◆ Provided records ◆
%%
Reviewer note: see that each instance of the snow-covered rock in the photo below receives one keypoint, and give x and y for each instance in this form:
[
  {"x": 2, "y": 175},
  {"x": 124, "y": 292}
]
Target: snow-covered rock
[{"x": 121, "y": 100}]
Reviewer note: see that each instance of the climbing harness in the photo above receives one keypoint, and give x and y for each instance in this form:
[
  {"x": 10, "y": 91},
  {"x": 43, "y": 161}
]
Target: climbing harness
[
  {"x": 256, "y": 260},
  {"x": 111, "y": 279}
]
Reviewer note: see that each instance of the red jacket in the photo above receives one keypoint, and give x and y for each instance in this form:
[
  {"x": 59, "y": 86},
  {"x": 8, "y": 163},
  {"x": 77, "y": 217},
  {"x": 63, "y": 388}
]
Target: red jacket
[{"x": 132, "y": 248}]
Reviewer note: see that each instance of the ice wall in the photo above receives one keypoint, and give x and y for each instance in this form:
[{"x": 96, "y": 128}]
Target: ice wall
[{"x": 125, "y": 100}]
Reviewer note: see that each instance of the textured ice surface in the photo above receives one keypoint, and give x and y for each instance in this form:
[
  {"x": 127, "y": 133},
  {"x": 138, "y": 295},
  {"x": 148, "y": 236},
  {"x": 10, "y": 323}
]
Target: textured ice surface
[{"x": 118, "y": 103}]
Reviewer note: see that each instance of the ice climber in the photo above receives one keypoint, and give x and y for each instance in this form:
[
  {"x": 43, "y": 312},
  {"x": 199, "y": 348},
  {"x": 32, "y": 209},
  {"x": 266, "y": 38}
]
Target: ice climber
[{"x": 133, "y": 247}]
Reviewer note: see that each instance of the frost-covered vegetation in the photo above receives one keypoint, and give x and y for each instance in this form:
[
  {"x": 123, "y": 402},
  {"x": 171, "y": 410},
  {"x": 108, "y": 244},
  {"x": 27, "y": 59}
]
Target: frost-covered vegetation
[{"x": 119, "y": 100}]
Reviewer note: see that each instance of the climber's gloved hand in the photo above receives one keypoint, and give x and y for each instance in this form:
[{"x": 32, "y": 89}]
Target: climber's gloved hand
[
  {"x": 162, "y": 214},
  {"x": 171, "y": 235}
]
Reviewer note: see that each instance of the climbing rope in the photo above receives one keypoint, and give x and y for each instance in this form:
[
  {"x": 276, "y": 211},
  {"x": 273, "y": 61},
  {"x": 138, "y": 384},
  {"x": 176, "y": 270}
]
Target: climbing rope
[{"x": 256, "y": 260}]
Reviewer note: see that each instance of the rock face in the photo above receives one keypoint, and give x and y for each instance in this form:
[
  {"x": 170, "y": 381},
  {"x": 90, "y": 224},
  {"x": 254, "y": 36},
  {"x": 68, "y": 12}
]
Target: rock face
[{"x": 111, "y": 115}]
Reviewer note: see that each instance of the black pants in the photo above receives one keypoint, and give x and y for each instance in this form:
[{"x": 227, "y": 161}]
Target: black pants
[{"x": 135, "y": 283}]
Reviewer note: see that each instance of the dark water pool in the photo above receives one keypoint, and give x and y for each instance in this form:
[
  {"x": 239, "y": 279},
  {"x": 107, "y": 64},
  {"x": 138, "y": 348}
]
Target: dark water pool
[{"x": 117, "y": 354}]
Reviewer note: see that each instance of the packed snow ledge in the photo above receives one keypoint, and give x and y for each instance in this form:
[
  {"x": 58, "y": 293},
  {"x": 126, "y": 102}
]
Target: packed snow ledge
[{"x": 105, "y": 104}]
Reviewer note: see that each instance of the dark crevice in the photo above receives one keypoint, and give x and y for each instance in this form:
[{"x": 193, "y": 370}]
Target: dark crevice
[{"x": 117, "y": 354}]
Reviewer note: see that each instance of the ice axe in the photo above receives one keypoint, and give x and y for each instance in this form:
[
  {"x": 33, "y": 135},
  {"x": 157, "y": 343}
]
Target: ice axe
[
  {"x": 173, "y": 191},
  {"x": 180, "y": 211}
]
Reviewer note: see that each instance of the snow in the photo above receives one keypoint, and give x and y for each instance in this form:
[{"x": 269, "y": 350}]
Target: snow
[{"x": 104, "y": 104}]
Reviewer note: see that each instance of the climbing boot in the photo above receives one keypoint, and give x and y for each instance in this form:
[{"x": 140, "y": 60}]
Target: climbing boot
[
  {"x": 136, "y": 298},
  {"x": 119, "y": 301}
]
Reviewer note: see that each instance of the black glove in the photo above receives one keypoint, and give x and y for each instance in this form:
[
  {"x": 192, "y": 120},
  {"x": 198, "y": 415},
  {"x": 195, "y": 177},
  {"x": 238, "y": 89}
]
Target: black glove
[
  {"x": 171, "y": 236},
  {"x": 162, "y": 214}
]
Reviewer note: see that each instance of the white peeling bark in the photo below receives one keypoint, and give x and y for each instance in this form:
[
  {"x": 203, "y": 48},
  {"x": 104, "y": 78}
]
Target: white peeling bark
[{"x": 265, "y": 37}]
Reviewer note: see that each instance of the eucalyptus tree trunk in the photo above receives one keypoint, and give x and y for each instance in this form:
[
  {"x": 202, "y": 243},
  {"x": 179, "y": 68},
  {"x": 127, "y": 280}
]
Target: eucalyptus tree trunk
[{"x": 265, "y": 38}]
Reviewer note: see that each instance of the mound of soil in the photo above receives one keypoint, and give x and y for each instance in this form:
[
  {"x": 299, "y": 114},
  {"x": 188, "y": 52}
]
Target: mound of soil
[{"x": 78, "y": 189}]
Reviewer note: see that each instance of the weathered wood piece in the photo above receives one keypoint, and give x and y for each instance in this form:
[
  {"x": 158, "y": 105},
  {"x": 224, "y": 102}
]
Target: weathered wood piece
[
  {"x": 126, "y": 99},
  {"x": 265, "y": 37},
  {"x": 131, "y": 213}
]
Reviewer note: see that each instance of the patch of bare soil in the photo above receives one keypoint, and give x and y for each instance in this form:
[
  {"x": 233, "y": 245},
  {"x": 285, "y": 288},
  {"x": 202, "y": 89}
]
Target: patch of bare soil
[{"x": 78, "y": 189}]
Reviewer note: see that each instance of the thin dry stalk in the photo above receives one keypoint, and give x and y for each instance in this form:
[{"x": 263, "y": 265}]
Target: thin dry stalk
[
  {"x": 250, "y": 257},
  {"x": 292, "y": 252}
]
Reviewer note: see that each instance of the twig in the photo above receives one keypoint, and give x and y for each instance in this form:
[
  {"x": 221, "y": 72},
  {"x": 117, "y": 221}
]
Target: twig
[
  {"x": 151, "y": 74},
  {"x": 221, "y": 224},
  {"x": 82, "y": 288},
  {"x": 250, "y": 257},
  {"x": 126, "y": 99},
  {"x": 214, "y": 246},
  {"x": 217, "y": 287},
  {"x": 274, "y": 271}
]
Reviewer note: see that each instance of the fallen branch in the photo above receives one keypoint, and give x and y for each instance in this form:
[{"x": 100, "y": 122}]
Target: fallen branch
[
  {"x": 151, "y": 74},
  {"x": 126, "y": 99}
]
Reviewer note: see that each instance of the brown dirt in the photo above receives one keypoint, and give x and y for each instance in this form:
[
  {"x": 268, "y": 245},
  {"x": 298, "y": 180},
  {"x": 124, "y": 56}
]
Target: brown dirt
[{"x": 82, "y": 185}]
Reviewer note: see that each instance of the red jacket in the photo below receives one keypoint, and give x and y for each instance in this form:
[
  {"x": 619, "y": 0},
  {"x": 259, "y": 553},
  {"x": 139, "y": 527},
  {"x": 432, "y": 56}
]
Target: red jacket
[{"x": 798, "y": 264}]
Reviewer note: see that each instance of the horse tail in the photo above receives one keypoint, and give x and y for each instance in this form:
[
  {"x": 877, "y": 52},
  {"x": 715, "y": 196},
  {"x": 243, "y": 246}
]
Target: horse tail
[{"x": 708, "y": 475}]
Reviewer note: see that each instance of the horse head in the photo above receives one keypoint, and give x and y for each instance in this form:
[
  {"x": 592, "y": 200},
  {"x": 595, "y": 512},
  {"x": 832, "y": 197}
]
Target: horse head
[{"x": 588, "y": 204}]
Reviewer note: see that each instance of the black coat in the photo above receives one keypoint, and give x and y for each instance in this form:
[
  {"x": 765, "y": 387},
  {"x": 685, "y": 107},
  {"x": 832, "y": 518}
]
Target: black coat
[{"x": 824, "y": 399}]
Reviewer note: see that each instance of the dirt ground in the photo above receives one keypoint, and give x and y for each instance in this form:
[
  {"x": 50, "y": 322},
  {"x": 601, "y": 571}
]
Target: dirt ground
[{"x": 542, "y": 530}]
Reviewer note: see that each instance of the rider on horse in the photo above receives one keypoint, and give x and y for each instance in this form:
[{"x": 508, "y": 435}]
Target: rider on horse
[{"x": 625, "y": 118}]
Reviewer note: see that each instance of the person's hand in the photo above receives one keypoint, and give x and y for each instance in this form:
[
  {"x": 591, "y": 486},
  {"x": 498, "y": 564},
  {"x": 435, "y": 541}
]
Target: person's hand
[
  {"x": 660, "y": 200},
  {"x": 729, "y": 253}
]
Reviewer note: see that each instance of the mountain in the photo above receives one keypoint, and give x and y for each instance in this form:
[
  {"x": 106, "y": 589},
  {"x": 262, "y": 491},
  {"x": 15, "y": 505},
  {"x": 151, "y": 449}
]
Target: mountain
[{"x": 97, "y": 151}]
%%
◆ Task requirements ◆
Please tally the lines in the data above containing the string "below", and give the number alone.

◆ Solution to the exercise ◆
3